» Given problem
Return every line in the material below that contains the string "forest", matching its case exactly.

Object point labels:
"""

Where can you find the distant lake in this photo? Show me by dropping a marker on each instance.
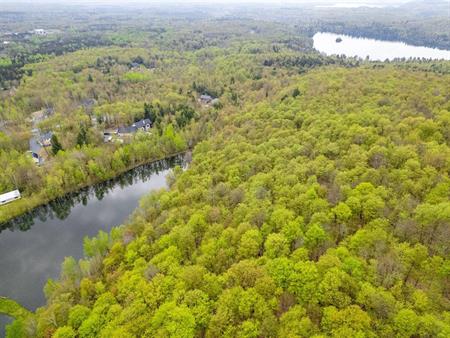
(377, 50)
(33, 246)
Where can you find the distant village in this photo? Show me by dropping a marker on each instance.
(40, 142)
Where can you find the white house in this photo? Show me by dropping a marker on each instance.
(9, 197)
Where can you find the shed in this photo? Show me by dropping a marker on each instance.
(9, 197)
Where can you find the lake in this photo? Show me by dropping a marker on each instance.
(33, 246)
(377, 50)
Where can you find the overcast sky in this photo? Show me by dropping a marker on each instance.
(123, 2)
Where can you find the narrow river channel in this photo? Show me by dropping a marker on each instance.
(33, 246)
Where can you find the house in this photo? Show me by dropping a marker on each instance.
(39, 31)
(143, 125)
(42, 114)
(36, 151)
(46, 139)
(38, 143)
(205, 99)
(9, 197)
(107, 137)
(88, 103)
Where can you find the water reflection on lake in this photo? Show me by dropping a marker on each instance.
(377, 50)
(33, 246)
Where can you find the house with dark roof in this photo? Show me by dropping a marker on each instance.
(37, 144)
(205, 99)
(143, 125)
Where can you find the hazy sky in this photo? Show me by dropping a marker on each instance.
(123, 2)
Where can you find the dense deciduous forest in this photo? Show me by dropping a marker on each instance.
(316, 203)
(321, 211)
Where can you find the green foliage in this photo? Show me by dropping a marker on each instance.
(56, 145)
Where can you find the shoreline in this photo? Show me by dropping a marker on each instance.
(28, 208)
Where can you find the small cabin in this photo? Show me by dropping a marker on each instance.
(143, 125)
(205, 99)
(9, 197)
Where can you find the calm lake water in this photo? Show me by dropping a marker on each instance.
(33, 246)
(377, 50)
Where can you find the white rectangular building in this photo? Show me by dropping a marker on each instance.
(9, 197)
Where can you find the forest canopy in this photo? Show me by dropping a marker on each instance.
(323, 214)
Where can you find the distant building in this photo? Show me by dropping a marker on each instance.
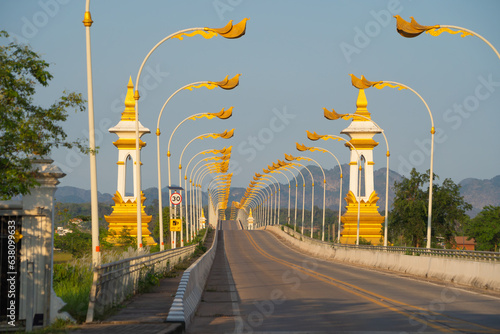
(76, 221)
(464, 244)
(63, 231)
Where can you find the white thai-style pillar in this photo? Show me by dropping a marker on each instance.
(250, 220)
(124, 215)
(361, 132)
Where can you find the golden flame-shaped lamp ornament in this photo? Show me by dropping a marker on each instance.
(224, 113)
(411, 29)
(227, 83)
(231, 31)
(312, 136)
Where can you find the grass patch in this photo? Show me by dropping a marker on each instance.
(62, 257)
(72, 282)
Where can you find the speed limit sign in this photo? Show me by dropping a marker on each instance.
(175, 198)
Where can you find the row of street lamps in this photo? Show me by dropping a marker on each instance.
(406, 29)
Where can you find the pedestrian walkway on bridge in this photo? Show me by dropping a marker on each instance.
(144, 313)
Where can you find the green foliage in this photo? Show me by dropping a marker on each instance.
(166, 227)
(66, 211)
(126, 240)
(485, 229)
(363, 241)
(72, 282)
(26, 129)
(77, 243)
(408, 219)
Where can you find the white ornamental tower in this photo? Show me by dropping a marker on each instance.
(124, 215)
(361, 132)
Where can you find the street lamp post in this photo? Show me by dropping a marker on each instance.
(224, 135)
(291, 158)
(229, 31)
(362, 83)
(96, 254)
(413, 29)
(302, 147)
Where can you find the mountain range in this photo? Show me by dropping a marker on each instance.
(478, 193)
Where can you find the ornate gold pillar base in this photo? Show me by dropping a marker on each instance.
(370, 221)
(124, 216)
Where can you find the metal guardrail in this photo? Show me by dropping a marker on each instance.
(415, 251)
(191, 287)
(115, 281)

"""
"""

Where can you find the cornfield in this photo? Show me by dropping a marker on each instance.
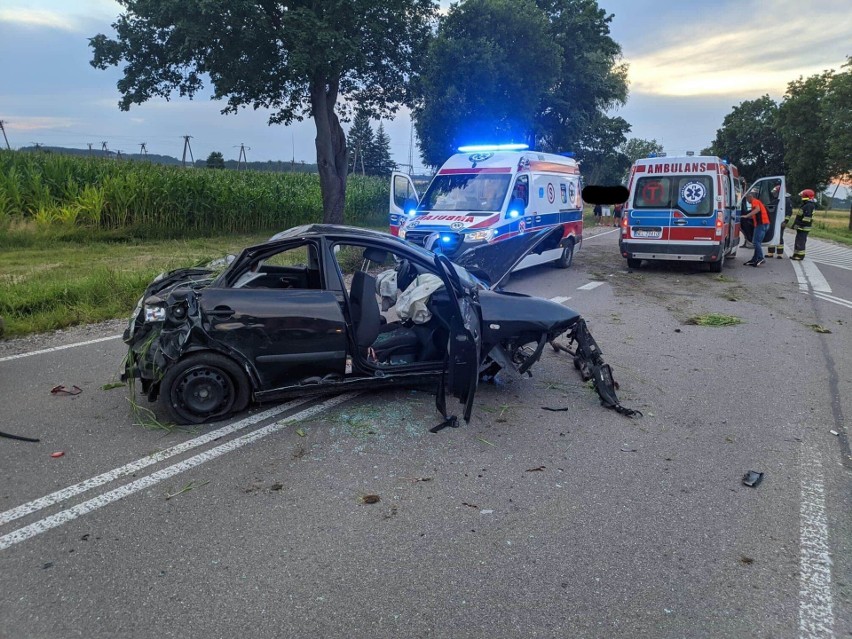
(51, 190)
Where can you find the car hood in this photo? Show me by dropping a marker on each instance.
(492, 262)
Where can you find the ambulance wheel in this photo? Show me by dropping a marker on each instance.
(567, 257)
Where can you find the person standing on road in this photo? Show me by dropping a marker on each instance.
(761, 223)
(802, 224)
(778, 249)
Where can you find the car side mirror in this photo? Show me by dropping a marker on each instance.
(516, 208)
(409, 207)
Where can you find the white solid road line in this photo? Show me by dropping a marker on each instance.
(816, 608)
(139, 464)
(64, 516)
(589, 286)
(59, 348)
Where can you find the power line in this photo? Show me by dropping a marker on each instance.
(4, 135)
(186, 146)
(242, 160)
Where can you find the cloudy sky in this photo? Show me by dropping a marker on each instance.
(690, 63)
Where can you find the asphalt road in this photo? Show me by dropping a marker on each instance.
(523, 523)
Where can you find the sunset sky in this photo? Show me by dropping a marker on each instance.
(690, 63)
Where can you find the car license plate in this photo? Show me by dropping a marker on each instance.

"""

» Result for this exercise
Where can you find the dense deciduous forest in this photo? Show me by dropping a marker on each instance.
Where can you find the forest canopy in this photo? Show me by dropping a marker on each instance.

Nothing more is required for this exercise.